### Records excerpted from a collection
----
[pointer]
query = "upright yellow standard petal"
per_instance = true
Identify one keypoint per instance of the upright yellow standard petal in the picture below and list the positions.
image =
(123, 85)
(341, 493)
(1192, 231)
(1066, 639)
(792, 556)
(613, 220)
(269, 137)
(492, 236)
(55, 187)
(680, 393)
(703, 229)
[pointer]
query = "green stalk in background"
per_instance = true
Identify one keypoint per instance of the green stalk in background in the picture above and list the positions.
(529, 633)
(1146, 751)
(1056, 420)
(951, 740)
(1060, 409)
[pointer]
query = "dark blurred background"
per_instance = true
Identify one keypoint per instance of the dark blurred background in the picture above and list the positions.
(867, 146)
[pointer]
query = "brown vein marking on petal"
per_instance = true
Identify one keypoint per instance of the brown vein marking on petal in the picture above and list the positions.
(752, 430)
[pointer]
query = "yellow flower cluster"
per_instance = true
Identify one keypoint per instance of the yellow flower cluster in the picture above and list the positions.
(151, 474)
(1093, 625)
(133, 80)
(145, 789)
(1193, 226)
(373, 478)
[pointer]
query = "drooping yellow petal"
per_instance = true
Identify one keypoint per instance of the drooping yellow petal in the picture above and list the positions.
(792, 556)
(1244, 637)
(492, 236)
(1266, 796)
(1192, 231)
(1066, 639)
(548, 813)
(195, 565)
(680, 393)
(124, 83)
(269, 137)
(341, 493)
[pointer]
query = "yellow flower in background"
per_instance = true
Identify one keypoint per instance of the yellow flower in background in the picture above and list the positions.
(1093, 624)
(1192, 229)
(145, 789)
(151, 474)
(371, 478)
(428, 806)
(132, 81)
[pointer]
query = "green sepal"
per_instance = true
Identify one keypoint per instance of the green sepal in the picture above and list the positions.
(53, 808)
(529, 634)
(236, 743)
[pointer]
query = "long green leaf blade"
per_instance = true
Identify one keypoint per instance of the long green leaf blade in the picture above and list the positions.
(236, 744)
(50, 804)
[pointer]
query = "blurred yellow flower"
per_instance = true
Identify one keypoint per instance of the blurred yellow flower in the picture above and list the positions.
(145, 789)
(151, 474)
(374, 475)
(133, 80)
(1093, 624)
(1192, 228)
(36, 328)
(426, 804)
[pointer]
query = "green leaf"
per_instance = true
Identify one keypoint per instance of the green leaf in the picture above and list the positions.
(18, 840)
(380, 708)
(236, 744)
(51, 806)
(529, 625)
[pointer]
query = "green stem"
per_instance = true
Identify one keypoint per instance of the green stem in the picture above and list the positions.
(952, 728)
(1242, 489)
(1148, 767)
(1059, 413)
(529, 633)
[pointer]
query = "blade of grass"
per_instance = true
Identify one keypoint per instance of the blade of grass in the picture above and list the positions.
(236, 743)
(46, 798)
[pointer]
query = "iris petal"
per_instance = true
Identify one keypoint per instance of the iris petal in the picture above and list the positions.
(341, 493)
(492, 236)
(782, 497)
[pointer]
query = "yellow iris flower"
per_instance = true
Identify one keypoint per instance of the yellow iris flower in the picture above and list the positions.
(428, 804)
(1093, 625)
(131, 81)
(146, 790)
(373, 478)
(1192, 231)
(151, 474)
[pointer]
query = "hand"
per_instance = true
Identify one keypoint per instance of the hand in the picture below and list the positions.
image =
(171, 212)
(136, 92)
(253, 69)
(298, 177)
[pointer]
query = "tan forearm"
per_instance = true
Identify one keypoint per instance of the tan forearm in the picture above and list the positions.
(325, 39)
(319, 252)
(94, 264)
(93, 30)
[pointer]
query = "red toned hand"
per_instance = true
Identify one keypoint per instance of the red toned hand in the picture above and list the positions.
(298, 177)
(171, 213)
----
### Written problem
Which of the lines above contain the word "drooping"? Copy each of them in full.

### Task response
query = "drooping yellow petal"
Identify one keypoint per instance of the drooping yellow petal in the picture above and list the positions.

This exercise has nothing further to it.